Which lines in the entries below contain the string "Search"? Report each of them in full.

======== THE RECORDS ========

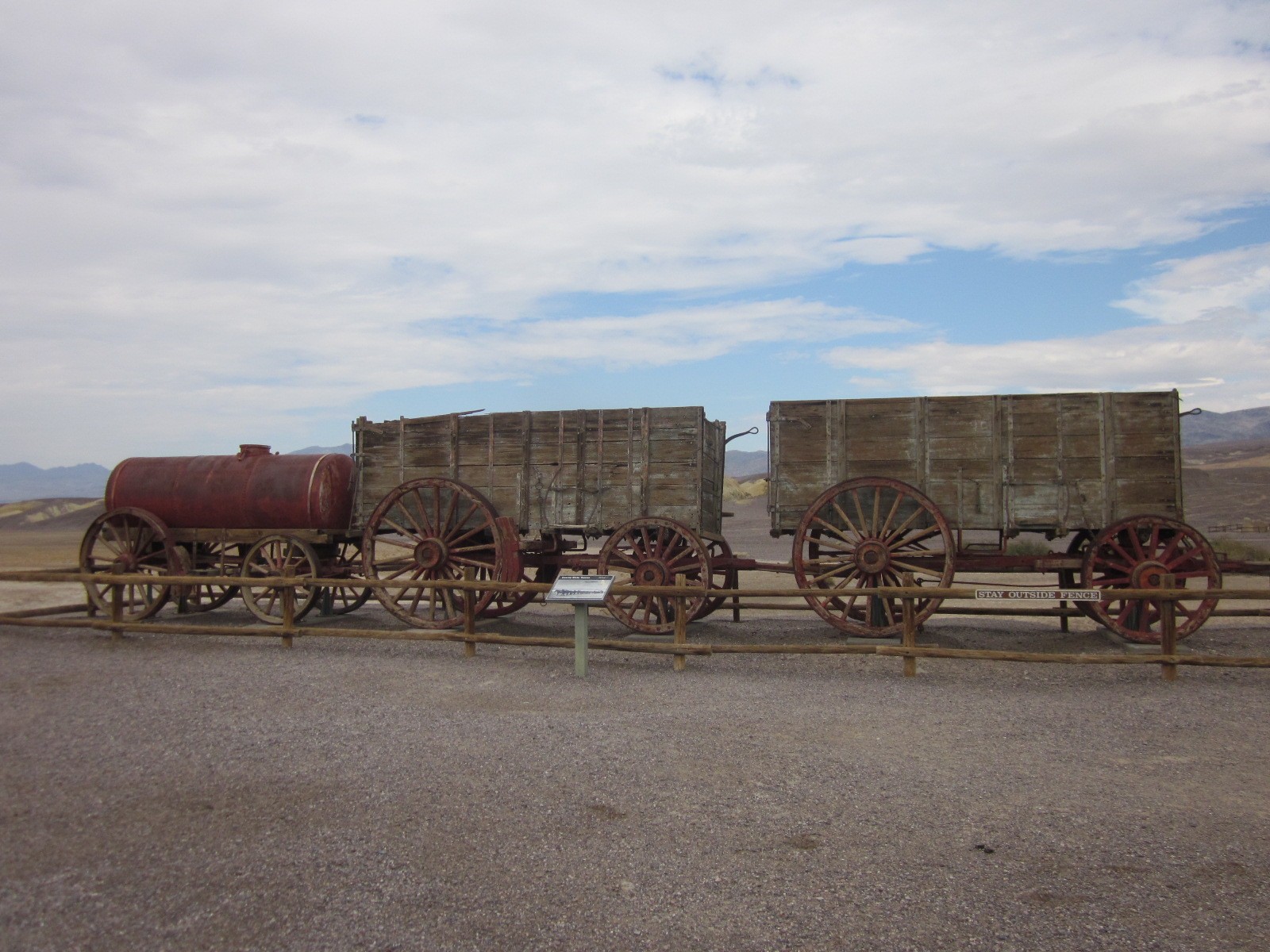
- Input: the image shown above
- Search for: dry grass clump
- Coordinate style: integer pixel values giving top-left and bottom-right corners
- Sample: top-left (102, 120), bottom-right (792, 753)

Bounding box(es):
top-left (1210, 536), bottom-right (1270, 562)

========
======== THE RECORDS ========

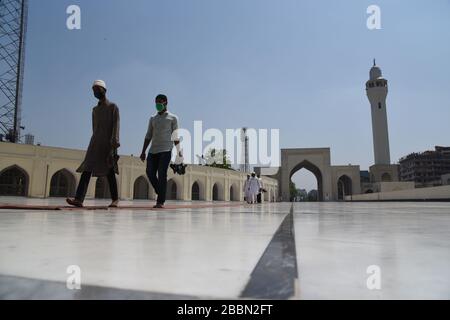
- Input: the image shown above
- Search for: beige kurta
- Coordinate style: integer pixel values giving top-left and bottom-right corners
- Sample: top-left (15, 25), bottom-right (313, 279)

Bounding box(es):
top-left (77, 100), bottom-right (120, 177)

========
======== THE RECORDS ========

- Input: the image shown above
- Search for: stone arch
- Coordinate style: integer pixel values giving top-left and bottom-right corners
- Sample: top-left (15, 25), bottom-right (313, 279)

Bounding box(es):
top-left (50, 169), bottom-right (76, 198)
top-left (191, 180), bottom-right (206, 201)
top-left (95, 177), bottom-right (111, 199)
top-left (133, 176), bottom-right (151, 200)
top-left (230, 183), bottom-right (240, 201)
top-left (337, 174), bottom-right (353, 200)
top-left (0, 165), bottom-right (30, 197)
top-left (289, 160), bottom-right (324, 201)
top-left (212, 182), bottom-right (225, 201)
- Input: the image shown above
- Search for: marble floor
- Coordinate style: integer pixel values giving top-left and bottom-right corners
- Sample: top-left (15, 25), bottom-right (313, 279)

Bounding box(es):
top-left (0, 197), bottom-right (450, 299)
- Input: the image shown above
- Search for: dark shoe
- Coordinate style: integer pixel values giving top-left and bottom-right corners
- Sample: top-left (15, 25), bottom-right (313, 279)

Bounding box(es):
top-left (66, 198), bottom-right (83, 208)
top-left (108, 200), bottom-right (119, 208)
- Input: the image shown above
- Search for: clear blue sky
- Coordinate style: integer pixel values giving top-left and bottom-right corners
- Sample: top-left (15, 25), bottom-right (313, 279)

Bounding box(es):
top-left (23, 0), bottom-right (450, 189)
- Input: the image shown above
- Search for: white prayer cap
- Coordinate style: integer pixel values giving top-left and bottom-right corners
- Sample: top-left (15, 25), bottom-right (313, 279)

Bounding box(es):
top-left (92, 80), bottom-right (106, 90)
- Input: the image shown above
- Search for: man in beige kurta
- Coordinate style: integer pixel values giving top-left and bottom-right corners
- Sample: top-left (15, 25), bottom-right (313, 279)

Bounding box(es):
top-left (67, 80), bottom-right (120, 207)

========

CORRECT RESPONSE >>
- Search for: dry grass clump
- Search for: beige kurta
- Search for: stone arch
- Search for: marble floor
- Search for: dark shoe
- Search for: clear blue sky
- Search for: white prayer cap
- Search for: man in beige kurta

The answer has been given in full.